Entries provided Start Marker

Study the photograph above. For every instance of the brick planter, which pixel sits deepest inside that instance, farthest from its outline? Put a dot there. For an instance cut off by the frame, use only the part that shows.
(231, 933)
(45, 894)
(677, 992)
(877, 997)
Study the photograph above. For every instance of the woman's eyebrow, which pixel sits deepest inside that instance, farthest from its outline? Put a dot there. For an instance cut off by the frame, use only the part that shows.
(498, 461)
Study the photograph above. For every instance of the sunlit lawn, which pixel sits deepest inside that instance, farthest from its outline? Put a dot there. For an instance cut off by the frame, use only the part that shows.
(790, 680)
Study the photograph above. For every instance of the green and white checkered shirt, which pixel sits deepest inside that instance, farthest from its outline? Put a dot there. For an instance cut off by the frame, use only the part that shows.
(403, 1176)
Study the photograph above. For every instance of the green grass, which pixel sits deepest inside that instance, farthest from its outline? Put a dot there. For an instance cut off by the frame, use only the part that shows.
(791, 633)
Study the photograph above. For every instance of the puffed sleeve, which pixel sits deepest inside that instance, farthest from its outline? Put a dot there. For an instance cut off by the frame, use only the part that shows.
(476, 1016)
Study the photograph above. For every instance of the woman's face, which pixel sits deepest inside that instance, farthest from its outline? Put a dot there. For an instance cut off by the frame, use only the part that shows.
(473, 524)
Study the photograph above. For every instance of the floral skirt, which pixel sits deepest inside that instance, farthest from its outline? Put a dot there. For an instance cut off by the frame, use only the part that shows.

Entries provided End Marker

▸ **How to complete this task**: Look above for the line containing "Study the photograph above. For every instance of the sunlit"; copy from it through the last line, exactly, and nothing more.

▸ **Your solution**:
Study the photograph above. For every instance of the sunlit lawn, which pixel sits deepest inside that instance, farthest from its outline? Put a dot there. For an instance cut off by the frame, use only the part that shows.
(790, 680)
Study the photograph above. For every instance of the green and white checkered shirt, which pixel sits deepest inside that instance, farthest from its outline? Put a dot there. For an instance cut off by the frame, use only the part that shows.
(403, 1176)
Study the photograph above. For every instance of the green grass, which pixel sits deepest inside that instance, farthest from its outline? Put a dot there. For an instance cut off by the frame, use only the part that shows.
(791, 633)
Study the photograph above. For every instance of the puffed sleeve, which pixel sits deepest inside that instance, farthest from its outline? Put a dot there. For an instance cut off by the frame, use only the part that shows.
(476, 1016)
Study the photograph above. For every instance of the woman's face, which pixel sits deepest inside that instance, farthest from its outline? Put a dot there. For an instance cut off by the frame, use only the part that shows.
(473, 524)
Study the photograph above. For every instance of the floral skirt, which pixel sits deepest inside that instance, farthest from its outline? Put a dot there. For an instance cut off by the frame, use only the part that shows.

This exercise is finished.